__LISTED ENTRIES__:
##########

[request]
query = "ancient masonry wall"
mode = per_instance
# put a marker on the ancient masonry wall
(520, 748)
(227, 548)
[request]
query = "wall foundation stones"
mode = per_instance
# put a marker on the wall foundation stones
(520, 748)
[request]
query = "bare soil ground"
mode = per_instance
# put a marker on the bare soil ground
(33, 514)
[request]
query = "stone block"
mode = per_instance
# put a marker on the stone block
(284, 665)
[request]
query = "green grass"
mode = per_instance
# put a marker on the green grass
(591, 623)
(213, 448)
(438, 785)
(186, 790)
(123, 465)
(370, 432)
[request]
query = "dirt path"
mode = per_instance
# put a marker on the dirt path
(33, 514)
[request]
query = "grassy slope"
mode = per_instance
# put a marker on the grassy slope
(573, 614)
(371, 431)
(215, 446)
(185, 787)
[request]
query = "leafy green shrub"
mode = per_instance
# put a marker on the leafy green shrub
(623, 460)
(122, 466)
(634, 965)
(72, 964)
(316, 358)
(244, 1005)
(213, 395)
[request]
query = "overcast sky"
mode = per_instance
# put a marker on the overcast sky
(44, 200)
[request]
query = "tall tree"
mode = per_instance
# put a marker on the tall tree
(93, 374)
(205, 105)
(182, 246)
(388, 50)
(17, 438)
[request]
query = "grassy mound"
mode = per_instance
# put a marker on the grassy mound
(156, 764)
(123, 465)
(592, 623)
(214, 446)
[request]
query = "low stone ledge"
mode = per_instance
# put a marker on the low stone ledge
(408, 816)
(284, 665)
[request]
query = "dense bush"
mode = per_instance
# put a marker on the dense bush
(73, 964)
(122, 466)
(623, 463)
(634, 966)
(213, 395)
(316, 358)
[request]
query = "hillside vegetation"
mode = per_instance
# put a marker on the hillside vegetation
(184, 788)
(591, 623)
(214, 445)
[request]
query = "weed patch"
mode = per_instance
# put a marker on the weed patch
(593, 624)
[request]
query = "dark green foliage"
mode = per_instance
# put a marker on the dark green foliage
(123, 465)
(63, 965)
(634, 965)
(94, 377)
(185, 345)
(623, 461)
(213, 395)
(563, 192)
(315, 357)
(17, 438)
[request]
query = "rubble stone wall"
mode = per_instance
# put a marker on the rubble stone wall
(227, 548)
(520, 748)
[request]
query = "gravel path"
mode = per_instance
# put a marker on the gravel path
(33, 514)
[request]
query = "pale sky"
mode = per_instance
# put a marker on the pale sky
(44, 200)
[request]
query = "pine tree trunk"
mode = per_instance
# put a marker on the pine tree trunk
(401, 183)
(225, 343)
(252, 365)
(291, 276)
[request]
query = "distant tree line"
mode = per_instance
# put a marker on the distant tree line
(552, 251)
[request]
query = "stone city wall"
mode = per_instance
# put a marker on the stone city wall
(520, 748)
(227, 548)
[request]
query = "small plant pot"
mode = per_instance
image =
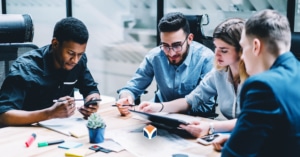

##########

Working from the line containing "# put a marker on the pale sky" to the last line of the data, retype every line exactly, both ends included, and leave out all pictures.

__EXERCISE OUTPUT__:
# put a marker on the pale sky
(44, 200)
[request]
query = "pine tree trunk"
mode = per_instance
# put a marker on the pine tree trunk
(401, 183)
(225, 343)
(252, 365)
(291, 276)
[request]
query = "distant tree line"
mode = per_instance
# put a marker on the distant tree line
(552, 251)
[request]
query = "stone city wall"
mode = per_instance
# put a marker on the stone city wall
(520, 748)
(227, 548)
[request]
query = "small plant pot"
mode = per_instance
image =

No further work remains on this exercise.